--- Extracted information ---

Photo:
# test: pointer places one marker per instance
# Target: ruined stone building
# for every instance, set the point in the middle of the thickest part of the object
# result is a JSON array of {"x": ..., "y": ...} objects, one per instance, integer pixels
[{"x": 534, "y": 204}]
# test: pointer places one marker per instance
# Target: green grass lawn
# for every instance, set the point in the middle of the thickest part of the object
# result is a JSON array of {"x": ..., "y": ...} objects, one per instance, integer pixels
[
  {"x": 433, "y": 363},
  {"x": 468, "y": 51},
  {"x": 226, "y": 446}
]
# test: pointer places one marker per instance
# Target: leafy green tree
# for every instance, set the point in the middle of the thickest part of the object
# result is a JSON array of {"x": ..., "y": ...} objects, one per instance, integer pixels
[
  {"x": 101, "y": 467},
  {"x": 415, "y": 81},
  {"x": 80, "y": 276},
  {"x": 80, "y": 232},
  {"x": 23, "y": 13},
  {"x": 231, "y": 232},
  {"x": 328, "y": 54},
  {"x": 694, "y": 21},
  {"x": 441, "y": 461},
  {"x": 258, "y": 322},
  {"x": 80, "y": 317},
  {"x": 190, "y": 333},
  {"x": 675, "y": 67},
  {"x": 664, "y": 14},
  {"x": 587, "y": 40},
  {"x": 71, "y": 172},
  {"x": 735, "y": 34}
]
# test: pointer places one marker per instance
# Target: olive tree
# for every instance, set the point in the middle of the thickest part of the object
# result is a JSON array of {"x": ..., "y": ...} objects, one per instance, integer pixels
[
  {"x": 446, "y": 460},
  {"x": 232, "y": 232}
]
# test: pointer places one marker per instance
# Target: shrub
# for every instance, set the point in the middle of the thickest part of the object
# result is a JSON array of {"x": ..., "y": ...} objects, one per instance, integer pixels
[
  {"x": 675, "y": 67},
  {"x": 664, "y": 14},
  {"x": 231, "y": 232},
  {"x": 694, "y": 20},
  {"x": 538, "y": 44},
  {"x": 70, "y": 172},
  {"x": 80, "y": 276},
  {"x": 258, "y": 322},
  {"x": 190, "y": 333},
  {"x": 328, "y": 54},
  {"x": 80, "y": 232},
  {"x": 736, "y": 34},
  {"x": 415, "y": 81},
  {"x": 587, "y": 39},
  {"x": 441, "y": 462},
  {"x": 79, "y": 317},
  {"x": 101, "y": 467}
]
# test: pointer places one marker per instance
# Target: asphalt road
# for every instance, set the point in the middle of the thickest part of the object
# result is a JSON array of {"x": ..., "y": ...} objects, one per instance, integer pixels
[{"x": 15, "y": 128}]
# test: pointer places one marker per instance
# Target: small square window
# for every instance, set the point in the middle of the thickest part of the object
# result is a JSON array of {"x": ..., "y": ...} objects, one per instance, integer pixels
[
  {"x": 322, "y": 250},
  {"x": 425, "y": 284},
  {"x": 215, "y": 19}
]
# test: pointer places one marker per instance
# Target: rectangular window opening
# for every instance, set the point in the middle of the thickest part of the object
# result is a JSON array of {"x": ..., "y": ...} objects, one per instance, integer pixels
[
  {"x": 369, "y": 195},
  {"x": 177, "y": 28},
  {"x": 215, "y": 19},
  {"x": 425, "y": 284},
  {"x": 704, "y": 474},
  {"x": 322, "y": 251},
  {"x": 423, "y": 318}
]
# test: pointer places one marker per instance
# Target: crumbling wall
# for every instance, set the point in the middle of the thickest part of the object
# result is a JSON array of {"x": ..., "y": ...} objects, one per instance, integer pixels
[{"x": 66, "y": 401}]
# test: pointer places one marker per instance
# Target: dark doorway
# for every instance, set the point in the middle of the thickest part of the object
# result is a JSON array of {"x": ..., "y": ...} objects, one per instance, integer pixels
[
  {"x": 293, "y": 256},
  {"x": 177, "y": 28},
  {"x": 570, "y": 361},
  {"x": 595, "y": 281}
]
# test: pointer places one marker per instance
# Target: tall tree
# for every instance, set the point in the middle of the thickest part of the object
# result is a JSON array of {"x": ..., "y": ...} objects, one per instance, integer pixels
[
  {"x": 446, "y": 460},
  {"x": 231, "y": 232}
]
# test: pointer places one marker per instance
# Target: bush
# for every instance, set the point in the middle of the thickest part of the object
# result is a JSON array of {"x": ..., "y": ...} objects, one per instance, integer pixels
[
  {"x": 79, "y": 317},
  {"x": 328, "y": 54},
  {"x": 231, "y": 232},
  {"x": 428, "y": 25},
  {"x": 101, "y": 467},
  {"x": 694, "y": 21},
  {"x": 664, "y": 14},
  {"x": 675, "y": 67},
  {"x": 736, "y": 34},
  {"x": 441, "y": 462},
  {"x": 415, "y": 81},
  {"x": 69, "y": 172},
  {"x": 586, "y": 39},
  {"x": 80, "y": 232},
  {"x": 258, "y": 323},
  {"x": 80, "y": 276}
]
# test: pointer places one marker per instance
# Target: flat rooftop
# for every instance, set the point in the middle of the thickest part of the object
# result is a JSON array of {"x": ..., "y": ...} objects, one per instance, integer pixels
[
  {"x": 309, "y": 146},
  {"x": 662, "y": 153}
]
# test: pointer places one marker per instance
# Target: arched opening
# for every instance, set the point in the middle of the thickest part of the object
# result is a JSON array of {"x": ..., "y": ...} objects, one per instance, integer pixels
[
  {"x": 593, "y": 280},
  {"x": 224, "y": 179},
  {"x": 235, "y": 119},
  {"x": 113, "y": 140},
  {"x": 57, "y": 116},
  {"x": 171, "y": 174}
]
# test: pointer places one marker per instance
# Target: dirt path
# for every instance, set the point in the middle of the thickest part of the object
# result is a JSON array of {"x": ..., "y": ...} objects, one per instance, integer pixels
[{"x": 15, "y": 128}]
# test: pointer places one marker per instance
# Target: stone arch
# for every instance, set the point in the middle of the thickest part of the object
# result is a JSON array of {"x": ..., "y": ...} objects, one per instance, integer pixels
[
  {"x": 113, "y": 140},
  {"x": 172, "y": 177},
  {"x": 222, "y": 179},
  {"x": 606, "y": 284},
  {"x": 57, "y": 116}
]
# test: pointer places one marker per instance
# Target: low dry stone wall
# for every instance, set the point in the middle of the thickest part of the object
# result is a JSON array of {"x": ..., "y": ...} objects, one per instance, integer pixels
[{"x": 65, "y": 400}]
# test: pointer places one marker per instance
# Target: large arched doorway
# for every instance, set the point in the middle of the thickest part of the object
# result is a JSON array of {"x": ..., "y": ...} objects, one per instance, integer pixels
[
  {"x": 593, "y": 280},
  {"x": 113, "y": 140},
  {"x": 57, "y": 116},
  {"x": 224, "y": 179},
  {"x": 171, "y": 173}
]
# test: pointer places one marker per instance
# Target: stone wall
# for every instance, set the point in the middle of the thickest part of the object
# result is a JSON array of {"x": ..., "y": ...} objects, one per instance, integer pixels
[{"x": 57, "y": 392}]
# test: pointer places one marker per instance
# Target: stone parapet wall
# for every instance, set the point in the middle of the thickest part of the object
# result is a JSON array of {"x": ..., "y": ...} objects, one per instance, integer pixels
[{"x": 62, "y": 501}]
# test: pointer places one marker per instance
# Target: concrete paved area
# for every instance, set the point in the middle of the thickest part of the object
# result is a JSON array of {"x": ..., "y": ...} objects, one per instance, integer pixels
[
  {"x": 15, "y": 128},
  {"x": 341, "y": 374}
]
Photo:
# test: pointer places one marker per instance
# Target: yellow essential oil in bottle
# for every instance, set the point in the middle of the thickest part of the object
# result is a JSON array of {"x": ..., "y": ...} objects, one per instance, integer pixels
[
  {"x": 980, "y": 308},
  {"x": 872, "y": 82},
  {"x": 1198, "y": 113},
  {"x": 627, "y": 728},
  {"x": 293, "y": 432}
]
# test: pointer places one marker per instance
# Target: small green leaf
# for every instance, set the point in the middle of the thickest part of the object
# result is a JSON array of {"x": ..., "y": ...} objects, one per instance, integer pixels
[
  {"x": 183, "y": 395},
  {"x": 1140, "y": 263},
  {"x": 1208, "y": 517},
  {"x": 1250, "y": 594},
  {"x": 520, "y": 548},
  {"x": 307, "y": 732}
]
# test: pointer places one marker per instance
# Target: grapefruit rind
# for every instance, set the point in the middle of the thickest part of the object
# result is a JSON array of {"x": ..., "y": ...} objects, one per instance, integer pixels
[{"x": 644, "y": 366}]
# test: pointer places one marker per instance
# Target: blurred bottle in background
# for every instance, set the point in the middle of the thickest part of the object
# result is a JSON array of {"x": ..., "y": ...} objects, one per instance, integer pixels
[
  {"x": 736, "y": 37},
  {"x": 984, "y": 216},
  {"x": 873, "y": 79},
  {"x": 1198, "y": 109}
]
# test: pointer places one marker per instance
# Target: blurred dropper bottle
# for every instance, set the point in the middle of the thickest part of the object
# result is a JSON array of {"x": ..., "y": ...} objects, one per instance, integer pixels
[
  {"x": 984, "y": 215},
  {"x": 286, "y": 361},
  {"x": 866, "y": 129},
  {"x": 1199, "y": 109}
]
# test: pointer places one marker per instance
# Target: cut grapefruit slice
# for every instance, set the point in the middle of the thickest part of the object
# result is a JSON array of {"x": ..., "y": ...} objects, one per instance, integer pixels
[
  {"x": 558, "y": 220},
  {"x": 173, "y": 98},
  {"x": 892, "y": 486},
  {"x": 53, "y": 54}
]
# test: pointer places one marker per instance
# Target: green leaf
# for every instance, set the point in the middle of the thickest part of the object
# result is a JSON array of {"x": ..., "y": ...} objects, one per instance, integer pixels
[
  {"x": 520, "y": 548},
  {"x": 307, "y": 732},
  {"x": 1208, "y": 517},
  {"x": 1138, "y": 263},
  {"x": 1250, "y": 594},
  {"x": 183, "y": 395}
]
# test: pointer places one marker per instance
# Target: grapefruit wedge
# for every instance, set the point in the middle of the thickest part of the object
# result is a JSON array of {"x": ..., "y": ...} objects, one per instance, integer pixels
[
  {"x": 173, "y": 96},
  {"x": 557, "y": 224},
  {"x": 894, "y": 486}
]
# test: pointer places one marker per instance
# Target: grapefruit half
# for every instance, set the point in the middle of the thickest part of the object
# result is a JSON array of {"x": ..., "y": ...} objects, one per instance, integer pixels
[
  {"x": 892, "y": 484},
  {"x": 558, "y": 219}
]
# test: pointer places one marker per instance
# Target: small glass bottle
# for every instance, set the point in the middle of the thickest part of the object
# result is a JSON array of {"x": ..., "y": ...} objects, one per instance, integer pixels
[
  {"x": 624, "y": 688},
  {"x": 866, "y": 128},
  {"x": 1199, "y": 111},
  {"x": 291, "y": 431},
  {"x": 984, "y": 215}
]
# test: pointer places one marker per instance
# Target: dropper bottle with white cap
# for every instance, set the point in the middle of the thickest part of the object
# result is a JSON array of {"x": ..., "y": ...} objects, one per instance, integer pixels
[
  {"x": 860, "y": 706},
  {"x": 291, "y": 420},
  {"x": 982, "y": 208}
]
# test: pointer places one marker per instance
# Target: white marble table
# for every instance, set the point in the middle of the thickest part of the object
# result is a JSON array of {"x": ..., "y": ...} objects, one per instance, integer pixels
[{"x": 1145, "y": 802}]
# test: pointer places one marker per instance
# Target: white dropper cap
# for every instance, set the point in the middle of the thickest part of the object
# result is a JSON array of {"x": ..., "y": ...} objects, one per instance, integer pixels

---

**What you will do:** Gather every line of the records that contains the string "white" and copy each one out. Case counts.

**Answer for this exercise:**
# Target: dropper bottle with white cap
# Target: white marble table
# Target: white dropper cap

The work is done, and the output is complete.